◆ REQUEST
Count the lines in the items below that contain the string "hand" (case-sensitive), and reply with only that number.

◆ RECORDED INFORMATION
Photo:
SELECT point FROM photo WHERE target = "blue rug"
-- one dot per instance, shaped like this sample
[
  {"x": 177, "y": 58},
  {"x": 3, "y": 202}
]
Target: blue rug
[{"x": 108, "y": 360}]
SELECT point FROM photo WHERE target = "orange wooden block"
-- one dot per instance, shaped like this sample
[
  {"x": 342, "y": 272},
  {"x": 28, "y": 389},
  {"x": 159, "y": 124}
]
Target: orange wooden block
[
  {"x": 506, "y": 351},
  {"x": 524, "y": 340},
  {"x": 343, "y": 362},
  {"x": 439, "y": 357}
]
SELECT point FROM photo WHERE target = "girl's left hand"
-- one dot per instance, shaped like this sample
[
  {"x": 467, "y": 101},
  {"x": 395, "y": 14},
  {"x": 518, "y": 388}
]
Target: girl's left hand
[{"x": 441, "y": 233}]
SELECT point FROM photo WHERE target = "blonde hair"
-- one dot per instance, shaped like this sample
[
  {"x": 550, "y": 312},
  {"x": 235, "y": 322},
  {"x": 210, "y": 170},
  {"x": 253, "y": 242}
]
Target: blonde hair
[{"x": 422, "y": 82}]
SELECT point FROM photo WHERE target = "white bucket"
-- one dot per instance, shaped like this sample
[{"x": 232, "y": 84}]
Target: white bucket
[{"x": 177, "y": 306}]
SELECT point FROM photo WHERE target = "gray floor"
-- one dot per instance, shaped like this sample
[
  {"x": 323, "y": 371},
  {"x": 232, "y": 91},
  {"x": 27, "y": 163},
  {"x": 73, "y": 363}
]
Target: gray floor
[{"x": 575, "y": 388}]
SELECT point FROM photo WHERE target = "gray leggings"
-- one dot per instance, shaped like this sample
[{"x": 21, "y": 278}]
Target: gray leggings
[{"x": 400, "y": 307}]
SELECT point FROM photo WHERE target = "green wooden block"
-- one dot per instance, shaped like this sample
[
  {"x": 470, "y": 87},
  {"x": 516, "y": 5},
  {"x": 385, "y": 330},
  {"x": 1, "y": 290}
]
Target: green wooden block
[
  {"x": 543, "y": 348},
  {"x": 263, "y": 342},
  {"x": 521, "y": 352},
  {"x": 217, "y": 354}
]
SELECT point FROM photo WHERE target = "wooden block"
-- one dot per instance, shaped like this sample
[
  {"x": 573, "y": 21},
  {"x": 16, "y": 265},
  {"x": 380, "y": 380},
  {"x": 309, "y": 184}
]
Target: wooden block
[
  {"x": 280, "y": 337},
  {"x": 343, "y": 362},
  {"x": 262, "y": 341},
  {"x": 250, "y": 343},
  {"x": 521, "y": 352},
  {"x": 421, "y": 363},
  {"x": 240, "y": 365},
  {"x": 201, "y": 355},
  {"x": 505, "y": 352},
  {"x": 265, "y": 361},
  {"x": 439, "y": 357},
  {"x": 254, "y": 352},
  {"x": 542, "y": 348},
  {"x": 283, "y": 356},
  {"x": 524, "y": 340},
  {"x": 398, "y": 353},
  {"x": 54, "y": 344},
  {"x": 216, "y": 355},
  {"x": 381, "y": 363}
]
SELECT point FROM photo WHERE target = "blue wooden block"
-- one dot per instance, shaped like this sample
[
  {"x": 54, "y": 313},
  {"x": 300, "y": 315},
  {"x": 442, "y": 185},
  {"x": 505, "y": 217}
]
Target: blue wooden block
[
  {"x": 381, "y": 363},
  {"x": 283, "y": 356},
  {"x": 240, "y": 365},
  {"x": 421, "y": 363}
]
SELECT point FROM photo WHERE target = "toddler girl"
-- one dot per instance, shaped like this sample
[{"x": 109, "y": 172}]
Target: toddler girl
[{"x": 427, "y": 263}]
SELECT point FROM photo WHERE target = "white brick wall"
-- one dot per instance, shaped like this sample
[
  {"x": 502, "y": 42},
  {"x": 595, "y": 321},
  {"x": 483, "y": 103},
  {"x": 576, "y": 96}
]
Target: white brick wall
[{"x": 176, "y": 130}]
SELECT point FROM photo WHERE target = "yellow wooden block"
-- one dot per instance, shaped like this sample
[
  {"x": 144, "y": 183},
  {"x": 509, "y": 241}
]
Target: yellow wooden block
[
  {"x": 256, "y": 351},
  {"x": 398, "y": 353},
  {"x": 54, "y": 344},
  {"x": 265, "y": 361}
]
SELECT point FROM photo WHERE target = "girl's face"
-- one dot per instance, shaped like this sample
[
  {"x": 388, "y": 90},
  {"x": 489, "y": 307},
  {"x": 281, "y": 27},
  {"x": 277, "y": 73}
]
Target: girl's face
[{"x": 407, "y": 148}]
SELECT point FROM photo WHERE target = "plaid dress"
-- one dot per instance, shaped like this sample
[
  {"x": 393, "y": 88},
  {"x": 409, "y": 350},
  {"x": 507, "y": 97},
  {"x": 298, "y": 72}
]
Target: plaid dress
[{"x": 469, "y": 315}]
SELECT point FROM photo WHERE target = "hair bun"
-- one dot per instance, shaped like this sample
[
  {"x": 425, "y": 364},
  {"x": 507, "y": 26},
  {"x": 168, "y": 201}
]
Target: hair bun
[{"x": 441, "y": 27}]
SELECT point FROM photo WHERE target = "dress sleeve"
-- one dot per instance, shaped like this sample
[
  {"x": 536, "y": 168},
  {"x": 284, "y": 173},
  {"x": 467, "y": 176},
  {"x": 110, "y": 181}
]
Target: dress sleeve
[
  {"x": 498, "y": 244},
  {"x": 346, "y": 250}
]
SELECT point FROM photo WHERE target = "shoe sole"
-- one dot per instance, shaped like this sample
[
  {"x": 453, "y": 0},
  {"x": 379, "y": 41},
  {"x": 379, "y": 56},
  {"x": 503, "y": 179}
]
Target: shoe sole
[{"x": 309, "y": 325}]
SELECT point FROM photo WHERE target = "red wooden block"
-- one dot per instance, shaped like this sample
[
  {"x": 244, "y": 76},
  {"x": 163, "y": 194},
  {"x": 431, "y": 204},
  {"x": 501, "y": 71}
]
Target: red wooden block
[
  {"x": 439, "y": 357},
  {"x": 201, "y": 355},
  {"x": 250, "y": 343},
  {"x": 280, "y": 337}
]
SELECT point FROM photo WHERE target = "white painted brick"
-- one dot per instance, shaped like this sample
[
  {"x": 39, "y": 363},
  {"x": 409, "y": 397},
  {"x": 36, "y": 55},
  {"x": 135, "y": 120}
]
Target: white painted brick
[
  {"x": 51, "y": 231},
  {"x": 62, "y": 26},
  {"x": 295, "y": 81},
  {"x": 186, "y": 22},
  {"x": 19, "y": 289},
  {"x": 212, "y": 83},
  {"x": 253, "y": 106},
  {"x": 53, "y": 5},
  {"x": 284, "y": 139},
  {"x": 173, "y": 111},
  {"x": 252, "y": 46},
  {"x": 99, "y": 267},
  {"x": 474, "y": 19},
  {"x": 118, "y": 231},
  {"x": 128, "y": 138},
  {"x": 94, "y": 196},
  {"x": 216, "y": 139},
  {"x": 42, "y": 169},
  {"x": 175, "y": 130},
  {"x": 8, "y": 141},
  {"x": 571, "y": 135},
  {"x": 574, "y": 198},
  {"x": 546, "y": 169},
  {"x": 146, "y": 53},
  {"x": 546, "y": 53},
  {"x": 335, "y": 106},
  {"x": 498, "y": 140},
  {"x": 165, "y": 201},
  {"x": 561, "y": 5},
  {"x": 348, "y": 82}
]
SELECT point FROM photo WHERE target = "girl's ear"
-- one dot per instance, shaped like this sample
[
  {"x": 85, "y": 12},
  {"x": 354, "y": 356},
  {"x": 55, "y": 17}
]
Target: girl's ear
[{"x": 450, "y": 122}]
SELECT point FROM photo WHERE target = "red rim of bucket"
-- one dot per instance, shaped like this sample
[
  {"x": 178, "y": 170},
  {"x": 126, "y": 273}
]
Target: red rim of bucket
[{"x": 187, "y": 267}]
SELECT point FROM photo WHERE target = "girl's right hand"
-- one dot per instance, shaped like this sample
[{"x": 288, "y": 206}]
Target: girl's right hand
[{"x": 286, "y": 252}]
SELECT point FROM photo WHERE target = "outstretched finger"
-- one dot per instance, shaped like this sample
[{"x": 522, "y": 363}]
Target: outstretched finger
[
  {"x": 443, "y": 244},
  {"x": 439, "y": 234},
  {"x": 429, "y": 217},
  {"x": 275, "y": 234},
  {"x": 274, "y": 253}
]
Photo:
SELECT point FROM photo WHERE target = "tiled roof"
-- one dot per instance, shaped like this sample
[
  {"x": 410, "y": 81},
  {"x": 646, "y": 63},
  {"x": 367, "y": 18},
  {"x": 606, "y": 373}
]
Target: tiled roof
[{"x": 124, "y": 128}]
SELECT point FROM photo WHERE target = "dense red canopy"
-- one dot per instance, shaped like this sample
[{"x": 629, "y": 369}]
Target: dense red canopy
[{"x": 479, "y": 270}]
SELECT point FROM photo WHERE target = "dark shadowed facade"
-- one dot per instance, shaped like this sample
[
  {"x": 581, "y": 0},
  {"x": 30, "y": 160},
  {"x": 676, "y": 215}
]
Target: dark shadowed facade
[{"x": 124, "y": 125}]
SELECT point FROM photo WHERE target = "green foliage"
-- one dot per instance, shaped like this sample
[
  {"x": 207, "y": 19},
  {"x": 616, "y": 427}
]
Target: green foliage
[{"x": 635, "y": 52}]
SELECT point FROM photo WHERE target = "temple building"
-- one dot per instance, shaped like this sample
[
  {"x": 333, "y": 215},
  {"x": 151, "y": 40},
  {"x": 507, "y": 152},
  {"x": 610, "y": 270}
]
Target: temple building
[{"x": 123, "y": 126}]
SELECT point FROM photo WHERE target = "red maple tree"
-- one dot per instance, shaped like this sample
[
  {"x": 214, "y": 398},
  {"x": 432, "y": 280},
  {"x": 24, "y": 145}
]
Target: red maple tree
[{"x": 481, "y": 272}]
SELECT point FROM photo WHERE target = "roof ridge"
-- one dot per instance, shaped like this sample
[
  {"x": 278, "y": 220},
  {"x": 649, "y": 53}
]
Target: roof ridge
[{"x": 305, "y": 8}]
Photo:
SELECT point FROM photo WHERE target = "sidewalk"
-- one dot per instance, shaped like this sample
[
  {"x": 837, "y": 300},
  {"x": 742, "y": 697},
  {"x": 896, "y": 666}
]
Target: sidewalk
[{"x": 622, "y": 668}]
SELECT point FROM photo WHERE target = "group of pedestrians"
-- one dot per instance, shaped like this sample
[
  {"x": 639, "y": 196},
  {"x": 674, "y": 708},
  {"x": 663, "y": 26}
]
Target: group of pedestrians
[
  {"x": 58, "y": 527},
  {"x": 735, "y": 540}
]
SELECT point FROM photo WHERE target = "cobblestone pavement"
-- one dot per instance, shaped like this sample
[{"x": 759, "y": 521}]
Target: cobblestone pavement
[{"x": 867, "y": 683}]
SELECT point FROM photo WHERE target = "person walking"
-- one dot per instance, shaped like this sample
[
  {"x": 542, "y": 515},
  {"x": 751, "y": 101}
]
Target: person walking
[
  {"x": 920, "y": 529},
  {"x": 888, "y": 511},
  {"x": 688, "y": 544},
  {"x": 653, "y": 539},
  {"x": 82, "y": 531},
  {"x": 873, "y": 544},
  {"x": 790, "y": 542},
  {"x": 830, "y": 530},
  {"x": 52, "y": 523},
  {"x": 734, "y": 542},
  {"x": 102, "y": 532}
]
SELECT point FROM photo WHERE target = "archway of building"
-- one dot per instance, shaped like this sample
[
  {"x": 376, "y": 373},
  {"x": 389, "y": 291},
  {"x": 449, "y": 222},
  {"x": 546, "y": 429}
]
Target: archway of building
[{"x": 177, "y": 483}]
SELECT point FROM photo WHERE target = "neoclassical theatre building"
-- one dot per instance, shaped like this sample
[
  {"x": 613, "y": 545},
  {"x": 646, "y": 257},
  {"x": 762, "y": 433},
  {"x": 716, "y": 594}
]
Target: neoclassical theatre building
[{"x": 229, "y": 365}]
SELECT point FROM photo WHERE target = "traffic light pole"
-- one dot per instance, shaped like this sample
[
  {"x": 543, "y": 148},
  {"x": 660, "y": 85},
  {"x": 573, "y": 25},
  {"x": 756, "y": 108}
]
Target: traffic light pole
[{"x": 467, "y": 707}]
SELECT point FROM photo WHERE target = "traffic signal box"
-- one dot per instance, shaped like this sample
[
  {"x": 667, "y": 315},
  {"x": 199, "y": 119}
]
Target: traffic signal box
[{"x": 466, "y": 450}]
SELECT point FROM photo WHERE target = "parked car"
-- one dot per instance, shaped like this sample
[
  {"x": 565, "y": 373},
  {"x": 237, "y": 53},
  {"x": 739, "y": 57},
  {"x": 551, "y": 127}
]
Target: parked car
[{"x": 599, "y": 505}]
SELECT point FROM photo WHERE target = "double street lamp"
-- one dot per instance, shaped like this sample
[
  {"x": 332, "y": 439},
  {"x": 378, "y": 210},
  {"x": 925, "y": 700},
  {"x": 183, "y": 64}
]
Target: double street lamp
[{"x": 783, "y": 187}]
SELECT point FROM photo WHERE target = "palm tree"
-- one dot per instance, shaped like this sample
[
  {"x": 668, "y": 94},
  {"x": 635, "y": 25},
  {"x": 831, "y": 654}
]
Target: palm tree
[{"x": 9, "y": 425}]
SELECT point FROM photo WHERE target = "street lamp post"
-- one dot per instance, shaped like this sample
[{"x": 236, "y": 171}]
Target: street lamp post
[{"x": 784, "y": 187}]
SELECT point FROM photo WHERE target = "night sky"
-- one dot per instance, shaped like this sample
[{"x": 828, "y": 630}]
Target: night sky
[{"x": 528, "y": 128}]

◆ COMPLETE OUTPUT
4